EXERCISE OBJECTIVE: Restate, word for word, all of the material shown below.
###
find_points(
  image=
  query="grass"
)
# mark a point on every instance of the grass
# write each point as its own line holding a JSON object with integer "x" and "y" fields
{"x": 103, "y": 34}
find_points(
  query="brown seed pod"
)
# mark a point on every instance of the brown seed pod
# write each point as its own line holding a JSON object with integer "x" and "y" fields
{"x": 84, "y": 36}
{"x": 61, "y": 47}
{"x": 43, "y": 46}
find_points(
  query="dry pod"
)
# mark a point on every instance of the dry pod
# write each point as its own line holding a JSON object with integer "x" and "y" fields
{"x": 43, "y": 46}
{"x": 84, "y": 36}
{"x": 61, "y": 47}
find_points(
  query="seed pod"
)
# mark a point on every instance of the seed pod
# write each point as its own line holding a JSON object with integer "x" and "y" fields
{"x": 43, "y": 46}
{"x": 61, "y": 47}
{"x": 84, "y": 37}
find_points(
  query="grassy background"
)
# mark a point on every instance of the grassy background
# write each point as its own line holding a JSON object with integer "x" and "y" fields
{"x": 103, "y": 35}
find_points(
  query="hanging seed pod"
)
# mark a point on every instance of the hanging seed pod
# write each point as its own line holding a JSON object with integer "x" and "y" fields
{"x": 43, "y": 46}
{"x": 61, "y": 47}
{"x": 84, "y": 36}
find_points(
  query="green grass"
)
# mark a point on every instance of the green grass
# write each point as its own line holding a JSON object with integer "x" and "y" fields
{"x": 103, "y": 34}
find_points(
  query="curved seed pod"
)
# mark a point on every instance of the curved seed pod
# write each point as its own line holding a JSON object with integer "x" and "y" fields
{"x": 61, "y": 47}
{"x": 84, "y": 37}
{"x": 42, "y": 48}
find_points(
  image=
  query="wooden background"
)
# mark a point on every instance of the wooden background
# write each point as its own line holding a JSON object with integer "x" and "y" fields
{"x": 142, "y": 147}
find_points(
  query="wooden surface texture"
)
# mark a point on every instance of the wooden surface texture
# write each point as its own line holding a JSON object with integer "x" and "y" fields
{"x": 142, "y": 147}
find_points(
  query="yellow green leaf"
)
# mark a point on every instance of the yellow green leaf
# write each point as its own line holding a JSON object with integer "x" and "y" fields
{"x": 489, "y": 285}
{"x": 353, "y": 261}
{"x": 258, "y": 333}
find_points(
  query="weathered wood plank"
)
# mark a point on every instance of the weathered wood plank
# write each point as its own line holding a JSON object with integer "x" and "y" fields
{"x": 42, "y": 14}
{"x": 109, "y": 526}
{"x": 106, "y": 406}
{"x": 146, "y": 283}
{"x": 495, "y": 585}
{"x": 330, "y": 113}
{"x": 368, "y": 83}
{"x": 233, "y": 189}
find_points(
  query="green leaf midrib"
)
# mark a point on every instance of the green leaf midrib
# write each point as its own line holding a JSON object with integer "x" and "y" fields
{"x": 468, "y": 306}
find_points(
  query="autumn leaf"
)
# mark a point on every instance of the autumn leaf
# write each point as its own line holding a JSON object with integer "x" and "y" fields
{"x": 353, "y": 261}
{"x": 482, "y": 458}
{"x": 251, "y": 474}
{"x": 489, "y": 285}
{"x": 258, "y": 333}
###
EXERCISE RESPONSE:
find_points(
  image=
  query="grass"
)
# mark a point on every instance of the grass
# write each point as its own line holding a JSON object with integer "x" and "y" fields
{"x": 103, "y": 34}
find_points(
  query="brown seed pod"
)
# mark a point on every instance of the brown seed pod
# write each point as its own line holding a JSON object with integer "x" and "y" fields
{"x": 84, "y": 36}
{"x": 61, "y": 47}
{"x": 43, "y": 46}
find_points(
  query="dry pod"
)
# mark a point on every instance of the dry pod
# write each point as its own line holding a JSON object with integer "x" and "y" fields
{"x": 43, "y": 46}
{"x": 84, "y": 36}
{"x": 61, "y": 47}
find_points(
  query="seed pod"
)
# mark a point on every instance of the seed pod
# write each point as its own line holding a JSON object with integer "x" and "y" fields
{"x": 43, "y": 46}
{"x": 61, "y": 47}
{"x": 84, "y": 37}
find_points(
  query="grassy background"
)
# mark a point on every instance of the grassy background
# write each point as its own line holding a JSON object with integer "x" and "y" fields
{"x": 103, "y": 35}
find_points(
  query="hanging seed pod"
)
# mark a point on every instance of the hanging seed pod
# write each point as its own line holding a JSON object with integer "x" and "y" fields
{"x": 43, "y": 46}
{"x": 61, "y": 47}
{"x": 84, "y": 36}
find_points(
  query="green grass"
)
# mark a point on every instance of the green grass
# write each point as its own line holding a JSON object with integer "x" and "y" fields
{"x": 103, "y": 34}
find_points(
  query="curved seed pod"
)
# mark a point on every instance of the curved seed pod
# write each point as its own line holding a JSON object with integer "x" and "y" fields
{"x": 61, "y": 47}
{"x": 84, "y": 37}
{"x": 42, "y": 48}
find_points(
  image=
  query="wooden background"
)
# mark a point on every instance of the wooden background
# write each point as its own line holding a JSON object with integer "x" and "y" fields
{"x": 142, "y": 147}
find_points(
  query="wooden surface texture"
)
# mark a point on every instance of the wooden surface texture
# write each point as its own line holding a JSON object with integer "x" and "y" fields
{"x": 142, "y": 147}
find_points(
  query="yellow green leaf"
)
# mark a point on every instance of the yellow green leaf
# write each point as its own line holding a JSON object with integer "x" and "y" fields
{"x": 489, "y": 285}
{"x": 353, "y": 261}
{"x": 258, "y": 333}
find_points(
  query="weathered wood plank"
)
# mark a point on every instance of the weathered wood plank
# write each point as its own line holding a JSON object with integer "x" and "y" fields
{"x": 42, "y": 14}
{"x": 109, "y": 526}
{"x": 106, "y": 406}
{"x": 146, "y": 283}
{"x": 495, "y": 585}
{"x": 330, "y": 113}
{"x": 368, "y": 83}
{"x": 233, "y": 189}
find_points(
  query="green leaf midrib"
)
# mark a point on every instance of the green leaf midrib
# write each point as its own line holding a JSON object with integer "x" and "y" fields
{"x": 468, "y": 306}
find_points(
  query="autumn leaf"
)
# mark a point on every instance of the autumn leaf
# write each point as its own line holding a JSON object with integer "x" and "y" fields
{"x": 353, "y": 261}
{"x": 482, "y": 458}
{"x": 251, "y": 474}
{"x": 489, "y": 285}
{"x": 258, "y": 333}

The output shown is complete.